Work item: Please read the notebook below and name the algorithm it imports to train the agent.

Text provided:

_ _ _ _

# Import Dependencies

In [2]:
import gym
from stable_baselines3 import A2C
from stable_baselines3.common.vec_env import VecFrameStack
from stable_baselines3.common.evaluation import evaluate_policy
from stable_baselines3.common.env_util import make_atari_env
import os

**So we install `gym` for making the environment,then we import the `A2C` which is the algorithm which we will be using in this notebook to train our agent on the environment created by `gym`,then we have the `VecFrameStack` which is used for vectorising and for making our agent train on multiple environments of similar kind at once,then we have the evaluate ploicy,which is used to evaluate our model performance!,note that it not the same as testing,initially our agent will be taking some random steps,because the agent has not been trained right!,but then we introduce to some policies to our agent,like the `MlpPolicy,CNNPolicy`,which are neural networks within,so the agent will learn from these steps and then give out some kind of predictions,so we evaluate those predictions on the environment using the `evaluate_policy` and then for making the environment we use the `make_atari_env` library,os is used for navigation,saving our models and loading models and other stuff related to navigating between the files!**

## Setting up The Environment

**There were a couple of changes in the `atari` environments,so they hav e made few changes in them,and made the repository public,so if we wanna use the `atari` environments,then there are few files which we must be requiring,they're the Rom files,so for that you can head over to this <a href = "https://github.com/openai/atari-py#roms" target = "_blank">Repository</a>,so follow the steps,uptil extracting the ROM files then one last step is to just install them right here by running the below code `!python -m atari_py.import_roms .\ROMS`,note that the `ROMS` file must be present in the same location!**

In [None]:
# !python -m atari_py.import_roms .\ROMS

# Test Environment

In [9]:
env_name = "Breakout-v0"

_ _ _ _

Items drawn from a dataset
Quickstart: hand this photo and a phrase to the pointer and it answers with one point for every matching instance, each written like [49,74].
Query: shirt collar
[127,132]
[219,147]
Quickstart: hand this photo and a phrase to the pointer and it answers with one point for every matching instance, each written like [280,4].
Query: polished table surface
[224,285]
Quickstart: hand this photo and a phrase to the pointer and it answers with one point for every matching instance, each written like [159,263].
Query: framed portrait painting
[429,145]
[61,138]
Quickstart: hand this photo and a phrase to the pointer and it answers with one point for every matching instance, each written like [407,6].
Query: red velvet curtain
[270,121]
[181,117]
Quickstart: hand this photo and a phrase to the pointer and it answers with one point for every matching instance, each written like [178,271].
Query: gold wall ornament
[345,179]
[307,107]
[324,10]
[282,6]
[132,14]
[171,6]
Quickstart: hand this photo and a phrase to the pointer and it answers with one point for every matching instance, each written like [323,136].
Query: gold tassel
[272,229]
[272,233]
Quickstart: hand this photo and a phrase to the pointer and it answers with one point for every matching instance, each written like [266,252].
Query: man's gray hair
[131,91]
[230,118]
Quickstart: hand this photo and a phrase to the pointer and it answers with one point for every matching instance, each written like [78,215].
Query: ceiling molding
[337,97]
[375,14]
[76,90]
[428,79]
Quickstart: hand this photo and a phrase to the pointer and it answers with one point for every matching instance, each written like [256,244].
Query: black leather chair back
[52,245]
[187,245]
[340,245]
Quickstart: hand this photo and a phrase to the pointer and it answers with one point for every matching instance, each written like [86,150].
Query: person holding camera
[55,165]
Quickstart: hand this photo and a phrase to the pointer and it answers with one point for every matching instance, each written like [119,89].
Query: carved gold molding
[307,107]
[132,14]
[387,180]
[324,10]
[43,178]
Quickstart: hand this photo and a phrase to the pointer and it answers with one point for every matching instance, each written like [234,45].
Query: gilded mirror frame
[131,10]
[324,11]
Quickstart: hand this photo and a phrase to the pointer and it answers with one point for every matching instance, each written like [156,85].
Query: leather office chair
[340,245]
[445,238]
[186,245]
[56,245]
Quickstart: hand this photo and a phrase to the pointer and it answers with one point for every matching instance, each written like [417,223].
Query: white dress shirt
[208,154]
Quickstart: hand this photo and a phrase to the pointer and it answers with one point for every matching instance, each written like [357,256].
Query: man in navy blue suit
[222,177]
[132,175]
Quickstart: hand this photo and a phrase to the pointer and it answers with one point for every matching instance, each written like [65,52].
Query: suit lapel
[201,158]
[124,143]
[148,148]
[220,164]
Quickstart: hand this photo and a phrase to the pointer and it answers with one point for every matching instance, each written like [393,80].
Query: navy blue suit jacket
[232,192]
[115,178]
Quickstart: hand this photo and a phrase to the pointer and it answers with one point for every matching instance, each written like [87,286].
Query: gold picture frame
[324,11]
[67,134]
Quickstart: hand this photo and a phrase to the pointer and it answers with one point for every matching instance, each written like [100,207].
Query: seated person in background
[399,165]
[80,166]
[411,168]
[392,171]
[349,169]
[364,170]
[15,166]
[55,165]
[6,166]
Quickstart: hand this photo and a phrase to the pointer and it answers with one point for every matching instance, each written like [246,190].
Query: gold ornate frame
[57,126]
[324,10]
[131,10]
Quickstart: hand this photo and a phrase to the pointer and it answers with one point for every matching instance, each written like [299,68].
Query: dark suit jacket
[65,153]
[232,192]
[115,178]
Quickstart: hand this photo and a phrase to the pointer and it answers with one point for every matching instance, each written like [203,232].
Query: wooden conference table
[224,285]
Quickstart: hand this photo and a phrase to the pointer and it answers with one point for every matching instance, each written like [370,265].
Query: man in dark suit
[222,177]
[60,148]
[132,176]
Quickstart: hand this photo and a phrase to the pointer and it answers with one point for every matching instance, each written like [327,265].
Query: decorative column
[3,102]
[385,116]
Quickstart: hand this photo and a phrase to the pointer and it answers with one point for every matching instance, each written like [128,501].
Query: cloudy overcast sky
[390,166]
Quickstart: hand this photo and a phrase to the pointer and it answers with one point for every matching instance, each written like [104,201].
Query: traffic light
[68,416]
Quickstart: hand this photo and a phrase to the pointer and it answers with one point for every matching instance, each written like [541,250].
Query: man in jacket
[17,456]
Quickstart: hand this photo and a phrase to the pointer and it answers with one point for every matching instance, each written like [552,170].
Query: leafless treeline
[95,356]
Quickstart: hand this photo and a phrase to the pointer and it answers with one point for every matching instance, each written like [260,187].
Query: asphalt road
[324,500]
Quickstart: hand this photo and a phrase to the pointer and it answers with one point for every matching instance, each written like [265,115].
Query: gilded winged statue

_ _ _ _

Result for this task: A2C